Instructions to follow: "stem" is the word to look for; copy each line of the listing where it occurs.

*** Opening Study material ***

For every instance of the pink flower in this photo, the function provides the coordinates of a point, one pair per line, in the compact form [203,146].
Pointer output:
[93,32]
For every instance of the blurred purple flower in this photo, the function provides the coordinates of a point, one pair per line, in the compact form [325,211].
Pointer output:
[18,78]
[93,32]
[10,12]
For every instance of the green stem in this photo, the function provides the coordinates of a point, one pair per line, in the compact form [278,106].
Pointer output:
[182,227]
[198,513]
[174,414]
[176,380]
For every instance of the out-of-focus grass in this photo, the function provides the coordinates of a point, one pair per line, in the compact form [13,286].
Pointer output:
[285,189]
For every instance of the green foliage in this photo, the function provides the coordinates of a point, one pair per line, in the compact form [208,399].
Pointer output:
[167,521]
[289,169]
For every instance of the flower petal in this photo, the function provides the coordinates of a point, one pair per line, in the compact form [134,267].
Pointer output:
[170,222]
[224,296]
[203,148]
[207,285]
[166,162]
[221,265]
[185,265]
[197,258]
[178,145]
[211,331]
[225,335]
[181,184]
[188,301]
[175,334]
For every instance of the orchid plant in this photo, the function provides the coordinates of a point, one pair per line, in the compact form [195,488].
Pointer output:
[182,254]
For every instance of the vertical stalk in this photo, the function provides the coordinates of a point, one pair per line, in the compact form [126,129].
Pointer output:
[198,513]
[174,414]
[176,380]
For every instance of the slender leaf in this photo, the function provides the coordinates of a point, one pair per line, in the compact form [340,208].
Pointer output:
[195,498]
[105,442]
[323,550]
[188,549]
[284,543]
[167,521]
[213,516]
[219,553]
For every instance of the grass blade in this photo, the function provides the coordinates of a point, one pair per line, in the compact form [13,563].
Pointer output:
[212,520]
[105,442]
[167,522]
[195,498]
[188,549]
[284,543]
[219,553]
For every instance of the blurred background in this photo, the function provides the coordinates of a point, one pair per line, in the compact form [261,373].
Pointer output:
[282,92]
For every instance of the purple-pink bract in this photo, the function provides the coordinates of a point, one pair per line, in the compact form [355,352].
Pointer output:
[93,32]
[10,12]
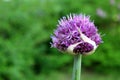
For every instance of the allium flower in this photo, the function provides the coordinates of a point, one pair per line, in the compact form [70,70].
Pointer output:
[76,34]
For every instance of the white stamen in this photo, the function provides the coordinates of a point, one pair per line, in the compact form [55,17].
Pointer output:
[86,39]
[71,47]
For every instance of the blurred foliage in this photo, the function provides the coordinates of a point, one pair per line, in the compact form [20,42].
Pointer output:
[26,27]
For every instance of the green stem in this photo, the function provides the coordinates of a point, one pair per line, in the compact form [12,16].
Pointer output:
[77,67]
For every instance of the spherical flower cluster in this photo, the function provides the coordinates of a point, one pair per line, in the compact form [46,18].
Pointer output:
[76,34]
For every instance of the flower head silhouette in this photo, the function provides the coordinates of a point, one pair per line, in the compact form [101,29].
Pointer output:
[76,34]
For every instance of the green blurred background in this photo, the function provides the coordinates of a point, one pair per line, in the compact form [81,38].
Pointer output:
[25,30]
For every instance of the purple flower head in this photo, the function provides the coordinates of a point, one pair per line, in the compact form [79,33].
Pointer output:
[76,34]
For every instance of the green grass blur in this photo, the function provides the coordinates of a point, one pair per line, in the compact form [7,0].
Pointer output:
[25,30]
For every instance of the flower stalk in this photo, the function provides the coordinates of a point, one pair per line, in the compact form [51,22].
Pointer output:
[77,67]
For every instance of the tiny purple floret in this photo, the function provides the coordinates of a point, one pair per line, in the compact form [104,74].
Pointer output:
[67,33]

*** Closing Study material ***

Response:
For every instance of the green stem in this photo, the function provides the coordinates of a point, one pair per line, in the compact form [278,106].
For every instance of the green stem in this photo, the function provides the coordinates of a point, one pair per line, in the compact form [12,16].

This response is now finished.